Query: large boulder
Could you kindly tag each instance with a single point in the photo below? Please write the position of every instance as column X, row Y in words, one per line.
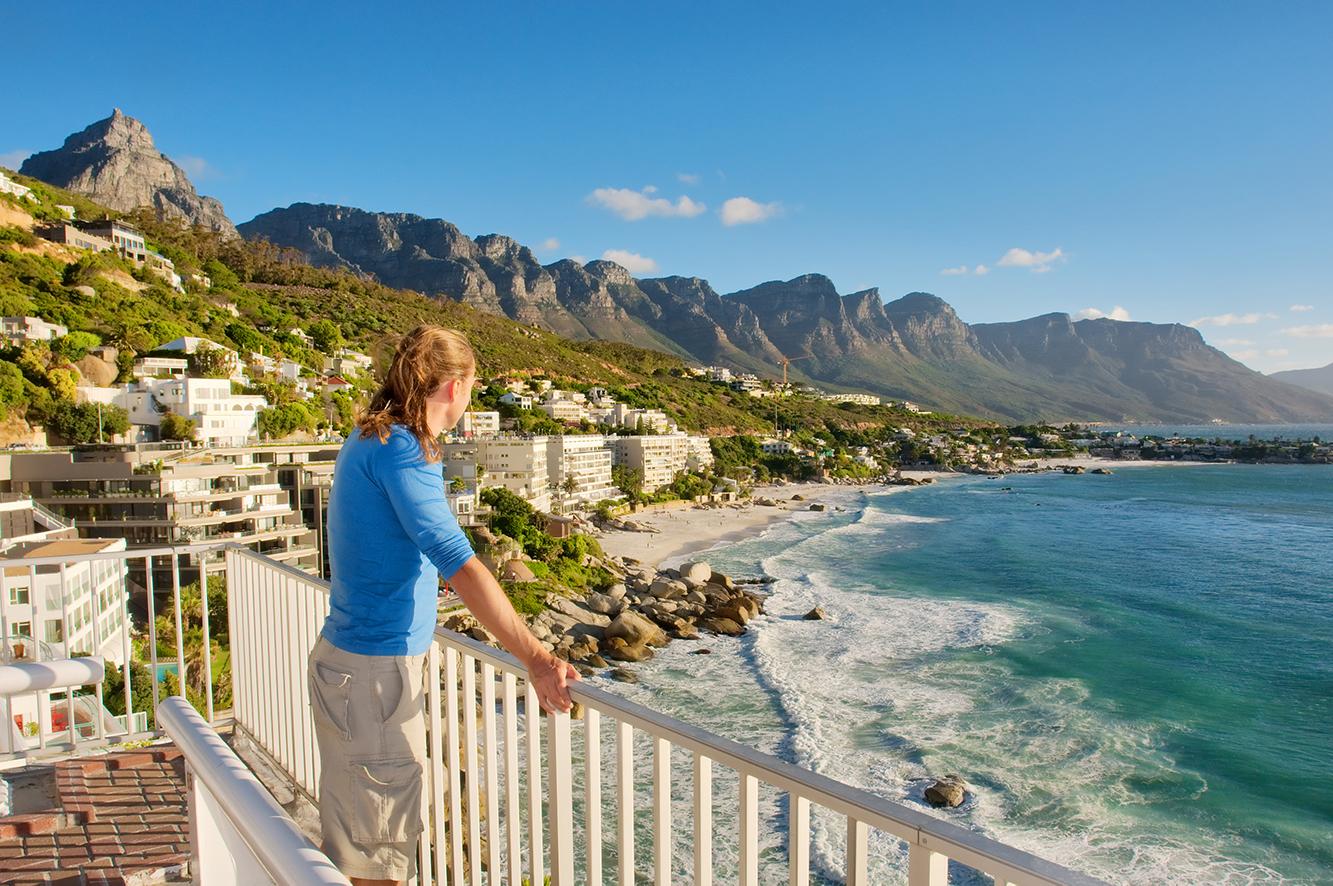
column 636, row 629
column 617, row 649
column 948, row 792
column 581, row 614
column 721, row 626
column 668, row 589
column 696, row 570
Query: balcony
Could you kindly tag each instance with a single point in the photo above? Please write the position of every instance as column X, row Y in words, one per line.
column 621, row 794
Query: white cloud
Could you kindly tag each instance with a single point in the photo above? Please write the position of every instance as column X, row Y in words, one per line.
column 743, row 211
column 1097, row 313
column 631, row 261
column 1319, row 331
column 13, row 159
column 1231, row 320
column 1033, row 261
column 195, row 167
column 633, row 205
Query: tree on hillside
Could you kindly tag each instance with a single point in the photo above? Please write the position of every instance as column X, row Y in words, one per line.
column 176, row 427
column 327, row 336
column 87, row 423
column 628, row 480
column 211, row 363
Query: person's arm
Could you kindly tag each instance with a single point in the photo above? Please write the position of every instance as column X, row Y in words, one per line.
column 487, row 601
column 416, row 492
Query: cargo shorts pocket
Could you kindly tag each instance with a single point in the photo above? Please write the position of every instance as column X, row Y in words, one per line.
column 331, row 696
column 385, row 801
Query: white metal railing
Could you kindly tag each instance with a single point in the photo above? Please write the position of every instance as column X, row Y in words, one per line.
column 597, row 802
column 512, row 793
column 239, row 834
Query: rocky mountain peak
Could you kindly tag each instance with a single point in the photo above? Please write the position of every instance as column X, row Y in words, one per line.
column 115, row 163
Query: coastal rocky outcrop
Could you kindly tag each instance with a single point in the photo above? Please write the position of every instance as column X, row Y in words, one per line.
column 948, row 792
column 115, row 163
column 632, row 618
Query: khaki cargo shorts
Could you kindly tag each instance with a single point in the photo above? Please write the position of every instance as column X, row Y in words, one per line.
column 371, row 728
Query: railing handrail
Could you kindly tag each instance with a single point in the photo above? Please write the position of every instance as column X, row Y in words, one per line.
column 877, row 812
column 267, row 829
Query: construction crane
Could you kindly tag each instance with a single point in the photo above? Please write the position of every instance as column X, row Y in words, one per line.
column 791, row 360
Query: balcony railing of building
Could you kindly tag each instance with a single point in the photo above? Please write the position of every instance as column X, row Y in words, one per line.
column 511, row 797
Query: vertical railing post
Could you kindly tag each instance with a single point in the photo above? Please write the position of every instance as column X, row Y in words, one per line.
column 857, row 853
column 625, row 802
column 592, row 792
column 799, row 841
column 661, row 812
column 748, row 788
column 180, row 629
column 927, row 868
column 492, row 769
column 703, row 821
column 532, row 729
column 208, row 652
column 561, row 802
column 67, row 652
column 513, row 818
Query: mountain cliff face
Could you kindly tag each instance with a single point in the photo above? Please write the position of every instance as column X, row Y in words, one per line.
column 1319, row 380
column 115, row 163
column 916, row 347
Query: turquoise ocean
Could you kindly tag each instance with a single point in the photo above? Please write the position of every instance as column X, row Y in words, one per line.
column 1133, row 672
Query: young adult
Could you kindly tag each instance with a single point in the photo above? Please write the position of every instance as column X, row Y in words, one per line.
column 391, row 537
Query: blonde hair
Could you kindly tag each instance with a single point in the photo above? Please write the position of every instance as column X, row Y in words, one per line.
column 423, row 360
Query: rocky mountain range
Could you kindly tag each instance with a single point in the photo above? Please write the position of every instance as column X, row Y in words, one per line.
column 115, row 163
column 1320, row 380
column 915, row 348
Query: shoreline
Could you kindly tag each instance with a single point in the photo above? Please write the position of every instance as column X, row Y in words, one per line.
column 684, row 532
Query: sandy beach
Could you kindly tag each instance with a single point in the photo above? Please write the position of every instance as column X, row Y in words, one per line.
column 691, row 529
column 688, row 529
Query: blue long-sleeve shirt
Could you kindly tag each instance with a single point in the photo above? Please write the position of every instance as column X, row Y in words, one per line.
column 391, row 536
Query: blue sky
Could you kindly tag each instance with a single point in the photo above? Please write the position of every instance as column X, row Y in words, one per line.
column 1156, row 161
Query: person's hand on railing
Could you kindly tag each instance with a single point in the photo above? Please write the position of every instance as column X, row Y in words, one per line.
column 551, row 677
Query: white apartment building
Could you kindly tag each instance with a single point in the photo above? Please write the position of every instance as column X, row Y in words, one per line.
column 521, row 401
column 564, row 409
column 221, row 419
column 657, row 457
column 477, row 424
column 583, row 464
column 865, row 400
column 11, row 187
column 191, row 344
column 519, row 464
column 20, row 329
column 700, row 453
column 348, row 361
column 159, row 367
_ _ _ _
Convert every item above into a two-column CSV with the headers text and answer, one row per item. Put each item's text and its answer in a single quoted field apiece, replace line breaks with spaces, and omit the pictures.

text,answer
"Query: large boulder Could you kindly tag each instance with a single point in the photo below? Please write the position of every instance as column X, row Y in words, one per line.","column 636, row 629 column 617, row 649 column 948, row 792 column 581, row 614 column 721, row 626 column 668, row 589 column 696, row 570"
"Query: balcony Could you kindly tag each instance with a single point in the photo above? Please write the position of every instance as column X, row Y in words, one per line.","column 621, row 794"
"Query: white cloud Could you kindly tag each instance with a single point in the photo above? Please write the position of every instance as column X, row Y in words, one per line.","column 743, row 211 column 1097, row 313 column 631, row 261 column 1319, row 331 column 13, row 159 column 1231, row 320 column 1033, row 261 column 195, row 167 column 633, row 205"
"Query: tree on hillside Could you kindly tag each instance with a single point in the photo above? Please write the position of every instance as column X, row Y in words, one per line.","column 176, row 427 column 327, row 336 column 87, row 423 column 628, row 480 column 211, row 363"
"Query: person's arm Could you kindly tag each instance with a single point in the photo above? Please write the position of every instance as column X, row Y in words, one per line.","column 487, row 601 column 416, row 492"
"Query: cargo shorts pocket Could you kindly tag each instance with a single point in the photo above? Please write the position of every instance as column X, row Y in words, one per line.","column 331, row 696 column 385, row 801"
"Query: white metal railing Could you kindly tag each instance with a single point in the photo above? Please write the position of every instance as column X, row Y in words, one per line.","column 597, row 802 column 512, row 793 column 239, row 834"
"Query: rocky mountain peak Could you kindly tag each instance with a single point in the photo above? Please write the position of every instance as column X, row Y in words, one per line.","column 115, row 163"
"Query: coastal rocky outcrop Could you kindly tag each instance with a single point in the photo above? Please write the position of every instance as column X, row Y in words, one per line.","column 948, row 792 column 115, row 163 column 632, row 618"
"Query: khaki cargo shorts Could you kindly tag each instance with a single point in the photo above? Please write the position of every instance as column X, row Y in words, one per line.","column 371, row 728"
"Query: railing handrail Could you kindly tag each instance with a single point in the photo above? Please write the position of every instance as column X, row Y in words, one per line.","column 877, row 812 column 267, row 829"
"Query: construction crane Could you kindly tag each instance with a single point in the photo above? Please write the position of every instance as column X, row Y in words, one per line.","column 791, row 360"
"Query: balcony railing of building Could you kindly tag each instance with a single point in the photo above? Please write the position of every instance as column X, row Y in words, one per line.","column 511, row 797"
"Query: vertical railing post Could you kindly tag each instance with a single point in the photo above? Please write the position of every instance as column X, row Y in words, one per line.","column 857, row 853 column 625, row 802 column 592, row 792 column 799, row 841 column 661, row 812 column 748, row 788 column 180, row 629 column 927, row 868 column 492, row 769 column 703, row 821 column 532, row 729 column 208, row 652 column 561, row 802 column 67, row 652 column 513, row 818"
"Query: mountain cliff face Could you kindly tag each instance with a single point in the photo above? Please write the position of every instance as column X, row Y in words, one per line.","column 1319, row 380 column 115, row 163 column 916, row 347"
"Query: turquoise ocean Could you kindly tag each instance with a single point in the photo above? Please write the position of every instance as column X, row Y in words, one per line.","column 1133, row 672"
"Query: young adult Could you kindly tag each instance with a single point in the photo above? Please write the position of every instance as column X, row Y in words, one per line.","column 391, row 537"
"Query: blonde hair Could you kindly tag each instance with a single point in the photo above? Please write the position of every instance as column X, row Y in words, one per line.","column 423, row 360"
"Query: rocky mountain range Could you kindly tag each instance with a single point in the photo above? Please write the position of every instance as column X, row Y in words, one per line.","column 115, row 163 column 1320, row 380 column 915, row 348"
"Query: shoreline Could you kindly tag each instance with a single point in the photo above? Please write the position of every instance as column X, row Y in words, one per line.","column 684, row 532"
"Query: sandy beach Could you kindly tag each instance with a single point in the photo above? Please write the position of every instance as column X, row Y in words, one per line.","column 691, row 529 column 688, row 529"
"Query: blue long-sleeve shirt Could you kindly tag each instance with a single point in the photo above? Please write the position of every instance as column X, row Y in words, one per line.","column 391, row 536"
"Query: blue sky Could you kindly tag each instance with a single point in the photo above? Please write the position of every instance as column X, row Y in words, one per line.","column 1156, row 161"
"Query: person's hand on railing Could you kindly tag each instance with a single point in the photo above? Please write the position of every instance as column X, row Y in words, one per line.","column 551, row 677"
"Query: white apartment building Could you kindly tag each instance with a single point in the photo above? Please write the position of every instance as column X, row Y in words, one per line.","column 521, row 401 column 564, row 409 column 221, row 419 column 657, row 457 column 477, row 424 column 583, row 464 column 865, row 400 column 11, row 187 column 191, row 344 column 519, row 464 column 20, row 329 column 700, row 453 column 348, row 361 column 159, row 367"